In the data below, work out how many lines include the string "canyon". Only the number should be given.

Content starts

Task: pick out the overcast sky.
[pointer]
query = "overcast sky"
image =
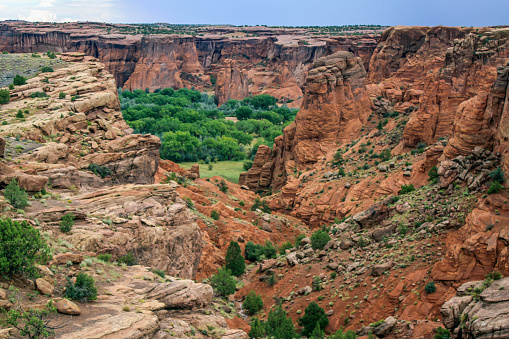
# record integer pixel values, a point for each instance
(264, 12)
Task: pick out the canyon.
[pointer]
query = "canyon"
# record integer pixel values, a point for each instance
(393, 154)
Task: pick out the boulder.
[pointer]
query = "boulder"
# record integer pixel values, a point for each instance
(66, 306)
(235, 334)
(182, 294)
(378, 270)
(386, 327)
(291, 259)
(44, 286)
(267, 265)
(63, 258)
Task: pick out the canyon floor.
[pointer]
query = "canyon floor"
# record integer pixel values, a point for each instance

Content ends

OUTPUT OF THE EXERCISE:
4